## START Stored rows

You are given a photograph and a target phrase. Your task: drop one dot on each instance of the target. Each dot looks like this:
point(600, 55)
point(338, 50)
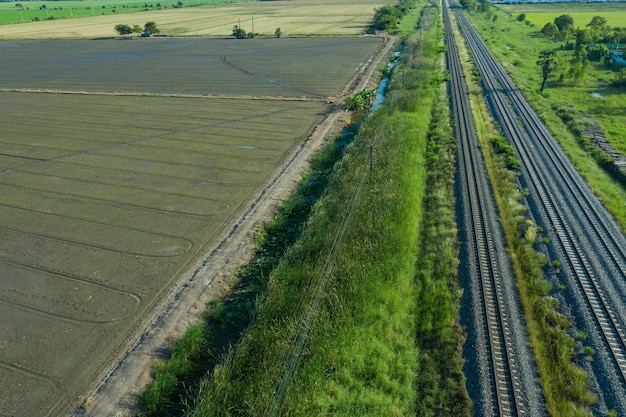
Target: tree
point(547, 62)
point(564, 21)
point(238, 32)
point(583, 37)
point(123, 29)
point(151, 27)
point(362, 99)
point(620, 80)
point(565, 24)
point(598, 28)
point(599, 53)
point(386, 18)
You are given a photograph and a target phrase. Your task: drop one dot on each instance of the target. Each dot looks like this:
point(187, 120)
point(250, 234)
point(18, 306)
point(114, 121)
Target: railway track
point(505, 394)
point(590, 246)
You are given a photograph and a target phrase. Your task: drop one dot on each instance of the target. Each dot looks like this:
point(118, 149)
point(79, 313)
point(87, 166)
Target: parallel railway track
point(590, 246)
point(504, 379)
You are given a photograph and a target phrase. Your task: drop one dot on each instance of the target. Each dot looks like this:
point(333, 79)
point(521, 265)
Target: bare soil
point(116, 390)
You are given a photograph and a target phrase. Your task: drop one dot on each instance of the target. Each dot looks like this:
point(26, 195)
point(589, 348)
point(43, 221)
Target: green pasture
point(582, 13)
point(106, 198)
point(581, 19)
point(358, 316)
point(289, 67)
point(26, 11)
point(517, 46)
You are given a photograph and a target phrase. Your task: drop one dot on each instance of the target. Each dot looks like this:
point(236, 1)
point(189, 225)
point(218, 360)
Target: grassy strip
point(517, 45)
point(361, 356)
point(566, 386)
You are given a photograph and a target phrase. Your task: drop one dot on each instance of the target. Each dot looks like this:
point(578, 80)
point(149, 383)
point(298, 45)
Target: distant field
point(540, 14)
point(106, 199)
point(26, 11)
point(295, 18)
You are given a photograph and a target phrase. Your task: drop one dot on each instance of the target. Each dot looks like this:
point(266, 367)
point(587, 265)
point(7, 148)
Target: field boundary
point(116, 388)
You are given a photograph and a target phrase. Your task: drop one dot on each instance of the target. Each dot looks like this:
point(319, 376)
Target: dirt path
point(115, 395)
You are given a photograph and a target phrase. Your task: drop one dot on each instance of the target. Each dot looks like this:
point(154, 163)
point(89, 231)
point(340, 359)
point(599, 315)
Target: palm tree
point(547, 62)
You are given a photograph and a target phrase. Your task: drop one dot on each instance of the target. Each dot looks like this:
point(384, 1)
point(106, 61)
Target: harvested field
point(295, 18)
point(107, 198)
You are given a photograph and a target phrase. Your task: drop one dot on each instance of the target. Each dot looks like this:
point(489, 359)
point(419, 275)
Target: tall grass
point(565, 386)
point(517, 45)
point(341, 329)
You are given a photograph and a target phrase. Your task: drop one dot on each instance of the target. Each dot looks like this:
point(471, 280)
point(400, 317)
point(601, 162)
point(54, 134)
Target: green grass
point(517, 46)
point(565, 385)
point(335, 331)
point(11, 12)
point(541, 13)
point(581, 19)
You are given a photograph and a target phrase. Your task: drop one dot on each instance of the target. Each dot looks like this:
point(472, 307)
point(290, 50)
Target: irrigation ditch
point(345, 278)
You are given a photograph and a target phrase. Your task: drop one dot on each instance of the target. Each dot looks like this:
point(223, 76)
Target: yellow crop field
point(295, 18)
point(121, 162)
point(582, 13)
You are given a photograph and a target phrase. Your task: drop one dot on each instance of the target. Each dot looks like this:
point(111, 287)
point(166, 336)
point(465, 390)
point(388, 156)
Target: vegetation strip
point(386, 286)
point(570, 99)
point(566, 386)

## END Stored rows

Gather every line above that contains the string "track".

◆ **Result**
Target: railway track
Target: parallel railway track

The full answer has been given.